Entries supplied:

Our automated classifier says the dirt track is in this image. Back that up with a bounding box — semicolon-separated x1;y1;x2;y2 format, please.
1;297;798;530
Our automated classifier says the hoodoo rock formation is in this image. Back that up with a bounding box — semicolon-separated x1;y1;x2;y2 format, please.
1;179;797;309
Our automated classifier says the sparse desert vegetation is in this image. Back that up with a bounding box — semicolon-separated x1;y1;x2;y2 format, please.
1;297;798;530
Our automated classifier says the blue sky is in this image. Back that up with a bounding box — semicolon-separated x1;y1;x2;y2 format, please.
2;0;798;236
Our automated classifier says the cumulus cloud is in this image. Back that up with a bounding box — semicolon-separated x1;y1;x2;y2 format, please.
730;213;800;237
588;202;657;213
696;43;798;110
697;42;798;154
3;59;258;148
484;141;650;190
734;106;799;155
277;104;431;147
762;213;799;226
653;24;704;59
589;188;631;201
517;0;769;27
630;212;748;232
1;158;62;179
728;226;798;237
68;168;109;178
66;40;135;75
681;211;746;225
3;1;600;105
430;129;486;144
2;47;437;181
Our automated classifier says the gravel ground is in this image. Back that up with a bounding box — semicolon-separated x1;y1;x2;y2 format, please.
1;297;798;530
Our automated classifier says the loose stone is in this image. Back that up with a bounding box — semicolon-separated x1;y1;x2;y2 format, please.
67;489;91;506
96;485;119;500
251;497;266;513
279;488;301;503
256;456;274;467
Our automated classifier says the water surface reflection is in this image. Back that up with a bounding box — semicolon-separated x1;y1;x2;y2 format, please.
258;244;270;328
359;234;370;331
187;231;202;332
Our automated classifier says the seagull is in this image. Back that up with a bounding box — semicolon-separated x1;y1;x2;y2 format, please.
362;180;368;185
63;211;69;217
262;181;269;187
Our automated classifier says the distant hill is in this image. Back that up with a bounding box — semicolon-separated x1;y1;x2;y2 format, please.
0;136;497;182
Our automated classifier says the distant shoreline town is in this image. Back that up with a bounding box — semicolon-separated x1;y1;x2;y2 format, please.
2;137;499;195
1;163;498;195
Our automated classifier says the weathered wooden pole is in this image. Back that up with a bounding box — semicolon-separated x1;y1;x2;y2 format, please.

Exercise instructions: After locating the line that contains "Our automated classifier says the seagull", print that line and every one after it through the last line of the listing, exactly.

Exercise solution:
Our automated classifier says the seagull is in this image. Back that up with a bounding box — semicolon-separated x1;y1;x2;y2 format, please.
362;180;368;185
63;211;69;217
262;181;269;187
Our automated classifier says the distant hill is in this image. Back that up with a bounding box — semicolon-separated x1;y1;x2;y2 format, please.
0;136;497;182
Our automated classifier says the distant shoreline town is in this image. Back that up with a bounding box — semicolon-separated x1;y1;x2;y2 format, please.
2;137;499;195
1;163;498;195
Our automated classifier says the weathered wooden pole is in this image. Back that up with a bounding box — semicolon-separated x1;y1;x2;y2 format, please.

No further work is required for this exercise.